===== GIVEN DATA =====

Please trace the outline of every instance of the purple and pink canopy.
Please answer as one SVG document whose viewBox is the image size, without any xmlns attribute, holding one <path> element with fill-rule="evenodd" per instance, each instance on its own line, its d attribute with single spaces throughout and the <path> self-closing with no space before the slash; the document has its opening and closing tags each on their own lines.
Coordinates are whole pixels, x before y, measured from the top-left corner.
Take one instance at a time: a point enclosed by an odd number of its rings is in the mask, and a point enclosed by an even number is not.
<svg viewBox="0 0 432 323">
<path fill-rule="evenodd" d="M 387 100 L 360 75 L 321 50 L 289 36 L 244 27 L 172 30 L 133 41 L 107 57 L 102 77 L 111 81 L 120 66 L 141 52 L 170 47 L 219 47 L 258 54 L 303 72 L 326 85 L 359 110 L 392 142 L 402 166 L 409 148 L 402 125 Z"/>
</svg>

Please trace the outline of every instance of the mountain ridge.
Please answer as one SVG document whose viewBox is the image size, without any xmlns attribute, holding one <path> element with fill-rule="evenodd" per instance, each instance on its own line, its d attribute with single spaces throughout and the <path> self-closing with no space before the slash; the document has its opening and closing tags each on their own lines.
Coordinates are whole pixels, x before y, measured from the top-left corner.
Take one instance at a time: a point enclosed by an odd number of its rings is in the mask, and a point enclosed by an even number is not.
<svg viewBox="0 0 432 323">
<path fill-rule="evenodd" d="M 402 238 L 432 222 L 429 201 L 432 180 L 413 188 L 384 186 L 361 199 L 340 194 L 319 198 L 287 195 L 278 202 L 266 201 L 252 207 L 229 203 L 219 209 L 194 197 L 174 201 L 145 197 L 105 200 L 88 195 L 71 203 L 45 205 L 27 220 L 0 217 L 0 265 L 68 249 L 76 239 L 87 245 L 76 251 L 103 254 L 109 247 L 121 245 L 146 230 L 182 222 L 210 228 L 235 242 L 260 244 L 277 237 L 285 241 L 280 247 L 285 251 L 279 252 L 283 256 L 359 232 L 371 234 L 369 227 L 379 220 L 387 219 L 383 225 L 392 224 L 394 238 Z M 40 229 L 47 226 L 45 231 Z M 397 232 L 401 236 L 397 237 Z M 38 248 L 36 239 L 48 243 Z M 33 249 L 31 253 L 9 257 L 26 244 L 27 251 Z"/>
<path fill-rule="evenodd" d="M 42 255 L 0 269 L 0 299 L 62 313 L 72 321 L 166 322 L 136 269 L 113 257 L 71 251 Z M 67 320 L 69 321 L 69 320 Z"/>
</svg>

=====

Print all of the entries exactly, leaving nothing out.

▸ ANSWER:
Please trace the outline of every instance of the purple and pink canopy.
Please answer as one SVG document whose viewBox is the image size, without any xmlns attribute, holding one <path> element with fill-rule="evenodd" per instance, each instance on its own line, its d attribute with single spaces throughout and the <path> self-closing with no space before the slash; the document has its opening and closing tags each on their own lines.
Coordinates are whole pixels, x before y, measured from the top-left corner.
Take one instance at a time: a point enclosed by an odd number of its rings is in the mask, and a point enclosed by an even number is not.
<svg viewBox="0 0 432 323">
<path fill-rule="evenodd" d="M 387 100 L 360 75 L 321 50 L 289 36 L 244 27 L 172 30 L 133 41 L 107 57 L 102 77 L 111 81 L 120 66 L 141 52 L 170 47 L 219 47 L 258 54 L 303 72 L 326 85 L 359 110 L 392 142 L 402 166 L 409 148 L 402 125 Z"/>
</svg>

Please trace the outline of every instance of the mountain ridge.
Please answer as one SVG document whose viewBox is the image size, without any xmlns attribute, holding one <path> element with fill-rule="evenodd" per instance, each instance on its own line, its d attribute with single spaces throughout and the <path> self-closing with no space before the slash; the document has its opening and closing tags each on their own lines.
Coordinates are whole pixels, x before y, measured from the top-left corner.
Take one instance at a time: a point enclosed by an odd number of its rings is in the mask, and a point enclosed by an even number is not.
<svg viewBox="0 0 432 323">
<path fill-rule="evenodd" d="M 402 238 L 432 222 L 429 201 L 432 180 L 413 188 L 384 186 L 361 199 L 340 194 L 319 198 L 287 195 L 278 202 L 266 201 L 252 207 L 229 203 L 219 209 L 194 197 L 174 201 L 145 197 L 105 200 L 88 195 L 71 203 L 45 205 L 27 220 L 0 217 L 0 265 L 68 249 L 76 239 L 87 245 L 76 251 L 103 254 L 109 247 L 121 245 L 146 230 L 182 222 L 210 228 L 235 242 L 260 244 L 277 237 L 285 241 L 280 247 L 285 251 L 279 252 L 283 256 L 359 232 L 371 234 L 369 227 L 379 220 L 387 219 L 383 225 L 392 224 L 394 238 Z M 40 229 L 47 226 L 45 231 Z M 397 232 L 401 236 L 397 237 Z M 38 248 L 36 239 L 48 243 Z M 33 249 L 31 253 L 9 257 L 26 244 L 27 251 Z"/>
<path fill-rule="evenodd" d="M 42 255 L 0 269 L 0 299 L 62 313 L 72 321 L 166 322 L 136 269 L 113 257 L 71 251 Z M 67 320 L 69 321 L 69 320 Z"/>
</svg>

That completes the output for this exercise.